Text under study.
* * * * *
Monday, March 23, 2009

Welcome to Greek Week and you don't even have to join a Fraternity!


If you are a daily reader of my blog, by now you know how I feel about my friends, and how I have been blessed with some of the most fabulous friends anyone could ask for.

When I asked my friends for help making this blog a success, so many of them volunteered to help me out. You have seen my friend Maria's pierogi party, and today, my dear friend Aliza Gerstein offered to come and show me how to make some delicious Greek Specialities. I am posting the Spanokopita today, followed by the Baklava. My close friend Rae, and my son Steven completed today's group of chefs.

Later in the week, my other friend of Greek heritage, Athena has several other Greek recipes and salads for you. So check the blog carefully these next few days, we have a lot of fabulous recipes coming your way.
* * * * *
[Natural-language object grounding lines]
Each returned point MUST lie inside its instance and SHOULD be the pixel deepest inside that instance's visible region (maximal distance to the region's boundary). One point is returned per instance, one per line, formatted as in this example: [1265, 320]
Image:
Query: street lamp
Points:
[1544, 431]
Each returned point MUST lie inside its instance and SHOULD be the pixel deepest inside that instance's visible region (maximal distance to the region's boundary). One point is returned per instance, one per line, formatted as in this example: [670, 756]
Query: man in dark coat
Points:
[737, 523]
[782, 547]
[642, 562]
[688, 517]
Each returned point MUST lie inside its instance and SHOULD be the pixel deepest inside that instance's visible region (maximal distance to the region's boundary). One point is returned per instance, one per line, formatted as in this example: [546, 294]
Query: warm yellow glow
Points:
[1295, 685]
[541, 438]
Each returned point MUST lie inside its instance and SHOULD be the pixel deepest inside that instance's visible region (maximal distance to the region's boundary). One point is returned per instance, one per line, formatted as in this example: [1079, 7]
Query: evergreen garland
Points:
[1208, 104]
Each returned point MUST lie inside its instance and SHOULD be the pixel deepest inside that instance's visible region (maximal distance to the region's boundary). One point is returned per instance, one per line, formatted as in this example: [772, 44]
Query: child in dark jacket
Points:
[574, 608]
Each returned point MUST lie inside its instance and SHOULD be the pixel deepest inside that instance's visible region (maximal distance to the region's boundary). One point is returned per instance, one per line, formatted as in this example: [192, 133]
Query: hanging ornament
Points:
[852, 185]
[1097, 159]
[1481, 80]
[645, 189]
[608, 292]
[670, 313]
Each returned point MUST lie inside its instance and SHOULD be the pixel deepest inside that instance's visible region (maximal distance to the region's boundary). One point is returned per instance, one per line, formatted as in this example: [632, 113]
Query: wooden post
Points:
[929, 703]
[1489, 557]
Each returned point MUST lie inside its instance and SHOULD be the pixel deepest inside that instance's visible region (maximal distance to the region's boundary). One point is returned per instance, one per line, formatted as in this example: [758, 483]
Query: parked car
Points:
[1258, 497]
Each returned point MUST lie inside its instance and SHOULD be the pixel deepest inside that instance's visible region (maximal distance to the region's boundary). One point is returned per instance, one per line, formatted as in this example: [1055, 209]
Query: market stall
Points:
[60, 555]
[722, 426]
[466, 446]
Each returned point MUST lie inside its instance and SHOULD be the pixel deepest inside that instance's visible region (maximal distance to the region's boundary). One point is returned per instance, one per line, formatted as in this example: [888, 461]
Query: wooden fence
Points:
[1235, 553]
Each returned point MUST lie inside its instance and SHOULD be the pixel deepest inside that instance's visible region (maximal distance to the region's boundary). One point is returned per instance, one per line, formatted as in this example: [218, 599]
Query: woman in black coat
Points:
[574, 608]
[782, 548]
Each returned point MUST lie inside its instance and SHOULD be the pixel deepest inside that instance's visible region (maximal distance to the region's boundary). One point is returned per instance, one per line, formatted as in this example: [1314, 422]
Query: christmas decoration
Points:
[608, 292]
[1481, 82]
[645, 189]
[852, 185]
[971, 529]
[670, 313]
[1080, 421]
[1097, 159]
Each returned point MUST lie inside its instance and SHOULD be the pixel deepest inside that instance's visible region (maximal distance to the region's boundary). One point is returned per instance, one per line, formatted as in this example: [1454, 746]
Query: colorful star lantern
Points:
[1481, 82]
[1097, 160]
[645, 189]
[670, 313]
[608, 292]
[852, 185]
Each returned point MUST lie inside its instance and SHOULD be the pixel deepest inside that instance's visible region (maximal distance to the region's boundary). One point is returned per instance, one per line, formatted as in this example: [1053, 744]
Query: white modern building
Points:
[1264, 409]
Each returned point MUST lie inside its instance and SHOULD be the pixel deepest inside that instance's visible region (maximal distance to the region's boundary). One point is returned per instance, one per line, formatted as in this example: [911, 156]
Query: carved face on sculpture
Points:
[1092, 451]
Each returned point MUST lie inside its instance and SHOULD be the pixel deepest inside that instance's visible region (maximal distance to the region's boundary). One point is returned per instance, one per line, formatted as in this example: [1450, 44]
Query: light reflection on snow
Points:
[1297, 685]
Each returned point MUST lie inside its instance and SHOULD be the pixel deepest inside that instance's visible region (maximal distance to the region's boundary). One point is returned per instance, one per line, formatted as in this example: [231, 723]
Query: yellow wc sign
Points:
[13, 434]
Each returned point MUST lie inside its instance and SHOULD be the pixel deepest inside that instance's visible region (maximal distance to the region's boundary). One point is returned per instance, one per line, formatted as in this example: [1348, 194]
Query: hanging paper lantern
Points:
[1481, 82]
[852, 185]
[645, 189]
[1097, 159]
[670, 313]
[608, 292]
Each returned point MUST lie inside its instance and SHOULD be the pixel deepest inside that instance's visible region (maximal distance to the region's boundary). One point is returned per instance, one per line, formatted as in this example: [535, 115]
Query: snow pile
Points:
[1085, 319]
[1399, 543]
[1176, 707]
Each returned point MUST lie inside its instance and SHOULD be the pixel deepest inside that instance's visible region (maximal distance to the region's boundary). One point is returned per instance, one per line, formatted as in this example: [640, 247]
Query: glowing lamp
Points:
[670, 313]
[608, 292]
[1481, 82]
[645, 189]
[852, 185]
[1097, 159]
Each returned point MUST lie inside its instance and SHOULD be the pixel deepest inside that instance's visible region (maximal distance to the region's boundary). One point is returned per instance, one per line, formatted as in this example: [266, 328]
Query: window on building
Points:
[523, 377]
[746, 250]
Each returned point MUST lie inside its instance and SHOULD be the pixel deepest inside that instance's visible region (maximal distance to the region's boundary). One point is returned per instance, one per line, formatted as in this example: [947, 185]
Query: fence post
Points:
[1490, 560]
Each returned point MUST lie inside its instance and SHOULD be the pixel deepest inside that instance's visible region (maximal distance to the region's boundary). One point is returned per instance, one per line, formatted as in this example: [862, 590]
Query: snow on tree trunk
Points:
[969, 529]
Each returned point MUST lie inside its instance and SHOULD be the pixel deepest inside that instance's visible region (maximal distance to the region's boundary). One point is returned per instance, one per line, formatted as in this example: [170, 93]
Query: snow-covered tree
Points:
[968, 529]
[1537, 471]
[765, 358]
* * * * *
Complete the following.
[a] In the Greek Week blog post, which dish is being posted today, before the Baklava?
[b] Retype the stretch of the Greek Week blog post from "Monday, March 23, 2009" through "could ask for.".
None of the lines is needed here.

Answers to the tasks.
[a] The Spanokopita.

[b]
Monday, March 23, 2009

Welcome to Greek Week and you don't even have to join a Fraternity!


If you are a daily reader of my blog, by now you know how I feel about my friends, and how I have been blessed with some of the most fabulous friends anyone could ask for.